→ **What is needed**
Nothing but the lines from the one containing "Query: large clay urn" through the end of the entries should be set down, each exactly as written.

── Data for analysis

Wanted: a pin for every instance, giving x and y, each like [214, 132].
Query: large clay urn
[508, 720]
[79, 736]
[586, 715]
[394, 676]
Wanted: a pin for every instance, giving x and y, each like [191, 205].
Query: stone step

────

→ **Answer for the task**
Query: large clay urn
[508, 720]
[79, 736]
[586, 715]
[394, 676]
Wanted: a pin for every instance, giving x and y, each like [191, 205].
Query: stone step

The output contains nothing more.